=== RECORDS SUPPLIED ===

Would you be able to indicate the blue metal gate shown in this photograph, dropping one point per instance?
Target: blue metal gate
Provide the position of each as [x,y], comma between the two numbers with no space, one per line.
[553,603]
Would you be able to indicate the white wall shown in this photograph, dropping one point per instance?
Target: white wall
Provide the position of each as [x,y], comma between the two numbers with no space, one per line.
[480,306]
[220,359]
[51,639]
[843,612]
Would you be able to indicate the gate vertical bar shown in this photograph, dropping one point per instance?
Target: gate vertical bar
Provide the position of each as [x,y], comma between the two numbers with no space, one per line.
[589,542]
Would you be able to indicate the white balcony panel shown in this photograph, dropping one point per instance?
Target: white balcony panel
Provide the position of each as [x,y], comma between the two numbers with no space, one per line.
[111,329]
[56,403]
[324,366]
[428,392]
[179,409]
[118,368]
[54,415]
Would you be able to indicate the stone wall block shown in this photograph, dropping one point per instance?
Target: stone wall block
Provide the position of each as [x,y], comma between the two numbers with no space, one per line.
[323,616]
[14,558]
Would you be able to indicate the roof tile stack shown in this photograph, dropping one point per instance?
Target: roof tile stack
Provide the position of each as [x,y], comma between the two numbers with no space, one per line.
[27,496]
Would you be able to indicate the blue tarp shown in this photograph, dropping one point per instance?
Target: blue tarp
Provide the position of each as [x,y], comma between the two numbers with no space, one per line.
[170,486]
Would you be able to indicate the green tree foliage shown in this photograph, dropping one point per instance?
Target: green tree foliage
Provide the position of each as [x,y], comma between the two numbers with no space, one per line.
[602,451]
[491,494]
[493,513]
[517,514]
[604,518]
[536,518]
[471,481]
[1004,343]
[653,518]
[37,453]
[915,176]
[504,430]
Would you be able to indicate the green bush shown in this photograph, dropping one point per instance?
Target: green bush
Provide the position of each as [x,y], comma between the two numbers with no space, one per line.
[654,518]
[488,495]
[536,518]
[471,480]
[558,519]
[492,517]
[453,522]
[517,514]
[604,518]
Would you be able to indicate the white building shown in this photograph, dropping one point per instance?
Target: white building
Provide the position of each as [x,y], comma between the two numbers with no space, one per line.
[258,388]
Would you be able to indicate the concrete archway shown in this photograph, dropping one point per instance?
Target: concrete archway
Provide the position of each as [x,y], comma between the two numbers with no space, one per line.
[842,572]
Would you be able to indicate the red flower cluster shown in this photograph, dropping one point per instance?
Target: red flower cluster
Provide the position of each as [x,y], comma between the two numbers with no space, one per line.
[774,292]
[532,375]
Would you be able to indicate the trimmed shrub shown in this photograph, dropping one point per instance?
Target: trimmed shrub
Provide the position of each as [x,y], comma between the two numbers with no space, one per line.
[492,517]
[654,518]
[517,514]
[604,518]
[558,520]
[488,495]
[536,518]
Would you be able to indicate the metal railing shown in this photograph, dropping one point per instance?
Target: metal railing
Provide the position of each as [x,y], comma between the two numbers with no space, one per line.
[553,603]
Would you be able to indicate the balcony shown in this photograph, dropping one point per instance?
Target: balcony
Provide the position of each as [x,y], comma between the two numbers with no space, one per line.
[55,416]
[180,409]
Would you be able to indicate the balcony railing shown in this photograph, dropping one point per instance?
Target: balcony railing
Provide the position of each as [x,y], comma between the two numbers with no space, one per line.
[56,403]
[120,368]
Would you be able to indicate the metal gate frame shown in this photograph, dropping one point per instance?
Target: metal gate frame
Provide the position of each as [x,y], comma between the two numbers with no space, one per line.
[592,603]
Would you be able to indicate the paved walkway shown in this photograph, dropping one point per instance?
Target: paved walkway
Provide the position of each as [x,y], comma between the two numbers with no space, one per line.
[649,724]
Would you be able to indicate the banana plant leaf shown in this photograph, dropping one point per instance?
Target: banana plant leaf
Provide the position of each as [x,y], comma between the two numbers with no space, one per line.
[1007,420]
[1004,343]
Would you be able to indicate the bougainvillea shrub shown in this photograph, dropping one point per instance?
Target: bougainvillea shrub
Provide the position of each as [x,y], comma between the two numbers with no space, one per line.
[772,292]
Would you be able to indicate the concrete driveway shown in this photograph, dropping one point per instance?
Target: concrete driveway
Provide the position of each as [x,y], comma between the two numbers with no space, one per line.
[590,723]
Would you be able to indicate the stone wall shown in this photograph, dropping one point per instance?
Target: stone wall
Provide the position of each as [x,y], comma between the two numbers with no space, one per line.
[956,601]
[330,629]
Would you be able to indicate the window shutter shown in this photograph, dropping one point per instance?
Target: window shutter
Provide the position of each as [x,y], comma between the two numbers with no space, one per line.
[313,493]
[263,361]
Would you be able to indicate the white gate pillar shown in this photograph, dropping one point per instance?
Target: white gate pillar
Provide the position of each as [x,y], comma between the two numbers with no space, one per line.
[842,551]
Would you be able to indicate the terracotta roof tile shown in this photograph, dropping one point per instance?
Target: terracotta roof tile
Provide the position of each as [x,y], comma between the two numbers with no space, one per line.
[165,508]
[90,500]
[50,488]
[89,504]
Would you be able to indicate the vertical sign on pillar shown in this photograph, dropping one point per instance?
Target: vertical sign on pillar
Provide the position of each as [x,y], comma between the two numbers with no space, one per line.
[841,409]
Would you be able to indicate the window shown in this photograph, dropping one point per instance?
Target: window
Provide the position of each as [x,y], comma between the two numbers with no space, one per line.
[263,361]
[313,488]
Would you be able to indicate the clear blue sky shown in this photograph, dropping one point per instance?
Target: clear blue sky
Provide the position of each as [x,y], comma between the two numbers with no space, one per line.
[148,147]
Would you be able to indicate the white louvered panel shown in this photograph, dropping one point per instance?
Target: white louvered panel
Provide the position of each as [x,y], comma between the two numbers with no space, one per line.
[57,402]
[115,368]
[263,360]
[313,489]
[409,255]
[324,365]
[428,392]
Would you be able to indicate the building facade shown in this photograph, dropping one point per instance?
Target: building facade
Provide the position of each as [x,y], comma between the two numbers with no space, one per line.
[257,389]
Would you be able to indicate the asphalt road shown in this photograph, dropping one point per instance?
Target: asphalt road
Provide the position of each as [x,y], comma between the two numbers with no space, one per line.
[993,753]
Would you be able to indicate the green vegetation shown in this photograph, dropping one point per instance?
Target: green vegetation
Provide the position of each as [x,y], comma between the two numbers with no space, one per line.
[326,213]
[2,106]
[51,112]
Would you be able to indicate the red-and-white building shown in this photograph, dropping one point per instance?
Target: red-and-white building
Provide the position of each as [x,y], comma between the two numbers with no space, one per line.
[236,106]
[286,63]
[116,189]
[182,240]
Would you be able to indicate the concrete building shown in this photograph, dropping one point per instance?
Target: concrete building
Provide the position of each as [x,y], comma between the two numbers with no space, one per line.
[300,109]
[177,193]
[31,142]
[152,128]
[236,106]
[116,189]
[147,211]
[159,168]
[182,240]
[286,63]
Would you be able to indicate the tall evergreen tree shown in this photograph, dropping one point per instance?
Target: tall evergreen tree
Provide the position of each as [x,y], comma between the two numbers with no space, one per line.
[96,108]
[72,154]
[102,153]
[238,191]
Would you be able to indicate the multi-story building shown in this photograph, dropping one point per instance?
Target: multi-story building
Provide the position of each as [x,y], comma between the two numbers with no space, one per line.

===

[TASK DETAILS]
Copy out all of the records above with nothing altered.

[THE COMPLETED TASK]
Would you be able to indicate the blue metal gate shown in this photograph, dropping one point per instance?
Target: blue metal gate
Provide the position of each as [x,y], comma between the two numbers with no space, one per line.
[553,603]
Would you be able to indicate the white wall shown in this photograph, dropping one point per instance?
Target: white wall
Provide the position of each as [x,y], comma between the two numbers with no space, one per line.
[480,306]
[220,359]
[51,639]
[843,612]
Would you be able to indicate the gate vertical bar shown in this photograph, dropping one point per instance?
Target: gate vertical bar
Provide the position of each as [x,y], comma between the two numbers with no space, one per line.
[589,542]
Would you be able to indicate the white balcony panel shown in this photograph, dropping one point per instance?
Target: white balcony panel
Provide the position of each as [x,y], comma between the two numbers with no space, one per line.
[111,329]
[56,403]
[324,366]
[428,392]
[179,409]
[118,368]
[54,415]
Would you be able to indicate the stone wall block shown in this photograph, dropping one point per instance?
Target: stone wall block
Provide the position of each as [x,y], comma between the two numbers with no space, one per line.
[323,616]
[14,558]
Would you be able to indicate the roof tile stack shown in this photograph, dropping one point per instance?
Target: roof tile stack
Provide the position of each as [x,y], comma between the two numbers with no space, one per line.
[27,496]
Would you be able to indicate the blue tarp shown in this photograph, dropping one point per instance?
Target: blue tarp
Provide the position of each as [x,y], comma between the two numbers with no space, one per line.
[170,486]
Would you be able to indicate the green tree foliage shown in this photograph, dropping one point per instance?
Target: green tree foliage
Provide the position of each as [x,y], comma between the two numbers with no space, one per line.
[602,451]
[491,494]
[493,513]
[517,514]
[604,518]
[536,518]
[471,481]
[1004,343]
[653,518]
[37,453]
[915,176]
[504,430]
Would you be able to indicate the green bush shown in this photograph, dropping one point per instance?
Target: green bush
Provide the position of each as [x,y], comma between the two numbers with no space, one per line.
[654,518]
[488,495]
[536,518]
[471,480]
[558,519]
[492,517]
[453,522]
[517,514]
[604,518]
Would you be able to indicate the white building shown in this photograph, dropping one point per instance?
Target: white building
Provide the position of each as [x,y], comma between the two numbers with no space, one per line.
[258,388]
Would you be able to indicate the concrete archway shown in this photograph, dropping one point per instance?
Target: concrete archway
Provide the position of each as [x,y], comma between the two numbers with no space, one per line.
[842,572]
Would you be able to indicate the red flower cluster shown in this photograph, dropping one point per instance?
Target: red flower cluster
Provide the position of each as [x,y], comma between the two numbers with no space, one per line.
[774,292]
[532,375]
Would you be able to indicate the trimmed shrub shown in this photograph, dropping one point per instance?
Target: trimmed shrub
Provide the position of each as [x,y], comma between the two numbers with no space, one per line.
[492,517]
[654,518]
[517,514]
[604,518]
[558,520]
[488,495]
[536,518]
Would you be able to indicate the metal railing shown in this photograph, dropping one point per instance?
Target: metal railing
Provide the position of each as [x,y], comma between the two numbers with no space, one per line.
[553,603]
Would you be able to indicate the balcony shown in this photograph, dropping one point per instance?
Target: balcony
Provide the position of each as [x,y], comma between the two numbers with no space, one per line.
[55,416]
[180,409]
Would you be able to indicate the balcony railing shown in this photograph, dropping one point per instance?
Target: balcony railing
Provide the position of each as [x,y], comma between the two numbers with no space, one per line.
[56,403]
[120,368]
Would you be able to indicate the metal gate frame shown in this photograph, dropping one point per instance?
Target: metal gate frame
Provide the position of each as [x,y], comma between the two numbers with no space, one per line.
[592,603]
Would you be able to indicate the paved walkway shown in this photograph, dropping one point per instance?
Target: paved walkway
Provide the position of each as [x,y], comma between the two numbers with no space, one per line.
[649,724]
Would you be able to indicate the banana plant leaf shown in this photograph, dropping one point per instance?
Target: banana plant leaf
Provide the position of each as [x,y], comma between the two numbers with no space, one per line.
[1007,420]
[1004,343]
Would you be able to indicate the bougainvillea shrub shown in this photograph, dropping one point per instance?
Target: bougainvillea shrub
Provide the position of each as [x,y], comma between the two numbers with no space, one per line.
[772,292]
Would you be able to indicate the concrete driveway shown in this photograph, dropping one point per instance?
Target: concrete driveway
Provide the position of each as [x,y], comma between the two numbers with no space, one per line.
[590,723]
Would you be able to indicate the stone wall shown in this photograph, dropping one point per instance?
Target: stone wall
Provide the position of each as [x,y], comma between the two numbers with no space, one per line.
[956,601]
[330,629]
Would you be able to indicate the window shutter shown in this photograph, dropping one point per instance?
Target: window shutter
Provide the position of each as [x,y], comma between the two numbers with no space, one per line.
[313,493]
[263,361]
Would you be able to indicate the white gate pillar shown in this photograph, dropping one point per instance?
Target: white gate pillar
Provide the position of each as [x,y], comma between the two numbers with no space, one per line.
[842,551]
Would you be able to indicate the terracotta roof tile shown in this photograph, dropping one point per instance?
Target: terracotta roof tile
Provide the position of each as [x,y], comma between the two numbers with no space, one per line.
[165,508]
[90,500]
[50,488]
[89,504]
Would you be able to indicate the vertical sign on pillar shown in this photograph, dropping one point per instance?
Target: vertical sign on pillar
Provide the position of each as [x,y], comma between the two numbers with no space, one per line.
[841,409]
Would you be able to indicate the window shown in this photograph, dropping one point per instance?
Target: window
Provide the position of each as [x,y], comma between the two numbers with no space, one per line.
[263,361]
[313,488]
Would you be able to indicate the clear blue sky shown in this photograph, dropping one point per instance?
Target: clear blue sky
Provide the position of each as [x,y], comma between the two numbers with no space, one per line.
[148,147]
Would you be able to indicate the white louvered panel shown in this photograph, dropping one point per instance?
Target: white louvered panel
Provide the position of each as [x,y], comma between the two numbers with no space, one per line.
[57,402]
[115,368]
[263,360]
[313,489]
[409,255]
[324,365]
[428,392]
Would you be able to indicate the building facade shown in this photograph, dropping one point per instance?
Target: building facade
Provide the position of each as [x,y], comma between the two numbers with no space, one per line.
[257,389]
Would you be able to indicate the asphalt road shown in this photograph, dropping one point per instance?
Target: asphalt road
Provide the position of each as [x,y], comma between the two numbers with no space, one per line.
[993,753]
Would you be able to indicate the green vegetation shown in this photograph, dropping one point per instance?
Target: green vegetation
Provide the position of each as [x,y], comma between the two numbers with no space, one per line.
[326,213]
[2,106]
[51,112]
Would you be able to indicate the red-and-white building shown in this photograph, dropping one point per instance?
Target: red-and-white building
Provide the position of each as [x,y], comma between the two numbers with no space, one per line.
[236,106]
[286,63]
[116,189]
[182,240]
Would you be able to indicate the concrete building shown in this photograph, dropping one point per instance?
Target: concrete building
Provide the position of each as [x,y], comma between the two numbers with no space, one per line.
[300,109]
[177,193]
[31,142]
[152,128]
[236,106]
[116,189]
[147,211]
[159,168]
[182,240]
[286,63]
Would you be able to indicate the tall evergreen tree shown in this photograph, dropping one point per instance?
Target: tall evergreen tree
Provide the position of each as [x,y], comma between the two numbers with no space, one per line.
[96,108]
[72,154]
[102,153]
[238,191]
Would you be able to indicate the multi-story building shown in this photograph, dropping one point per instance?
Target: multi-story building
Provide the position of each as [x,y], comma between the two numbers with no space, one per line.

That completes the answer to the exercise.